**EXERCISE AIM:**
Pick up the passage about errors in the Cotton Cardigan knitting pattern and continue it from its last sentence.

## begin SELECTED EXCERPT

I've come across a few errors in the pattern instructions for Cotton Cardigan from Sarah Dallas Knitting. The first snag I found was in the start of the garter rib panel on the left front. If you follow the instructions as written, it will not use all the stitches on the needles. I decided to do an online search to find out if there were any corrections published for this sweater. I found corrections for other patterns in the book, but not any for this one.

I did however, find many opinions and reviews that may have dissuaded me from purchasing this book in the first place had I read them. I'm glad I didn't know about them though, because I really like the items in this book and plan to knit several of them. The biggest complaint most people have is that the photographs, though beautiful, do not show the knitted items clearly. I had noticed this myself and it is a little frustrating, but not a huge problem for me.

## end SELECTED EXCERPT
## begin SUPPLIED ENTRIES

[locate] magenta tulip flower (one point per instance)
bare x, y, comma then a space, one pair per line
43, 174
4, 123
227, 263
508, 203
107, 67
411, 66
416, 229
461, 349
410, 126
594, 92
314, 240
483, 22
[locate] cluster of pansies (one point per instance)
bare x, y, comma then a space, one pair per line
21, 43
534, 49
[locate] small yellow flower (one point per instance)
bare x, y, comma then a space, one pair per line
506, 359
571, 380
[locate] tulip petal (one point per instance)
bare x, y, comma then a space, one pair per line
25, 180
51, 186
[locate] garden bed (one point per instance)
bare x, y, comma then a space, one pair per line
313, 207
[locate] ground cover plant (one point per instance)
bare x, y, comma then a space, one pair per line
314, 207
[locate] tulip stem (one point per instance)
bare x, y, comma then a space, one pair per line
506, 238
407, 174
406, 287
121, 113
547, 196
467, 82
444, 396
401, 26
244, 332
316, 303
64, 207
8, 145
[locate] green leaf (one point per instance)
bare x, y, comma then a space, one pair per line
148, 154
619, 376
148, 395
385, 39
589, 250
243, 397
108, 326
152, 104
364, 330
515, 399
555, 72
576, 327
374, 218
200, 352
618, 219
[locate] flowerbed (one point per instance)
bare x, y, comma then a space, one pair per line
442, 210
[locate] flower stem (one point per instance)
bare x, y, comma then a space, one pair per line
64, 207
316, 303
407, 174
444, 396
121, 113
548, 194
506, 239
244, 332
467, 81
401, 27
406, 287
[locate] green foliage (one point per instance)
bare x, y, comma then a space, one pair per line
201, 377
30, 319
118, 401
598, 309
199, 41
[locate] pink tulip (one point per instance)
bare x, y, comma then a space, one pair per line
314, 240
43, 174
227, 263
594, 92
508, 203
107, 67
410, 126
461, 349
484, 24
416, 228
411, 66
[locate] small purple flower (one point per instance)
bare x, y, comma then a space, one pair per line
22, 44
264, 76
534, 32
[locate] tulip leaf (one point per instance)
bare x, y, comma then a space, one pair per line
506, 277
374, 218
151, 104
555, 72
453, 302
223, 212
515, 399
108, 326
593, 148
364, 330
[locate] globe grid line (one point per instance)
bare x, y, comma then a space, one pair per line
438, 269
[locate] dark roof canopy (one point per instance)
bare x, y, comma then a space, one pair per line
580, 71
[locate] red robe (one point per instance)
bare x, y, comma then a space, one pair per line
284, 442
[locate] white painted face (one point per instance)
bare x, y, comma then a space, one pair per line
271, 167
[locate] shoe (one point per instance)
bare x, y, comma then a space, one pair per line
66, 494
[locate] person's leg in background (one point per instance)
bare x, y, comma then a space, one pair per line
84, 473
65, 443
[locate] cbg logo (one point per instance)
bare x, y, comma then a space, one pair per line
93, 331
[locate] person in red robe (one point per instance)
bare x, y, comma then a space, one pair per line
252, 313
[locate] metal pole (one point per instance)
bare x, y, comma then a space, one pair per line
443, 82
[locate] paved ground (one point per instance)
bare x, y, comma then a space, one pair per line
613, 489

## end SUPPLIED ENTRIES

**TASK OUTPUT:**
The most troubling complaint is that many people commented on the large number of errors in the patterns. I assume they were speaking from the personal experience of knitting these patterns, but they never elaborated on what the errors were. Perhaps they were just repeating something they had heard others report. So far I have knitted only two patterns from this book. The first, a pair of mittens, was error free. The second, is the sweater I'm working on right now. Here are the corrections I've made to the pattern so far (corrections are in red bold caps):

Sarah Dallas Knitting
Cotton Cardigan

Page 22
Left Front
Row 1 K14 (19: 18: 23), *P2, K2, rep from*
FOUR times, P2, K10 (8: 12: 10).

Page 23
Shape neck
Bind off 8 (9: 9: 10) sts, PURL to end. Dec 1 st at
neck edge on next 6 rows.

Page 23
Row 1 K16 (17: 18: 19) *P2, K2, rep from*
THREE times, P2, K16 (17: 18: 19).

When I'm finished knitting this sweater, I'll submit these mistakes and any others I may find to the publisher. I think I have corrected the mistakes as the designer intended the pattern to be in the first place, but who knows? These corrections work though and result in a look exactly the same as the photographed sweater in the book.

The yarn I'm using is Cestari, 75% cotton, 25% wool. It is manufactured by the sheep and shepherds of Chester Farms in Churchville, Virginia. I like the description on the label: An all natural, very unique yarn. I'm enjoying knitting with it, but I have to be careful about not knitting too long in one sitting as cotton can give your hands more of a work out than wool. The texture of this yarn is a little on the rustic side and I really like that.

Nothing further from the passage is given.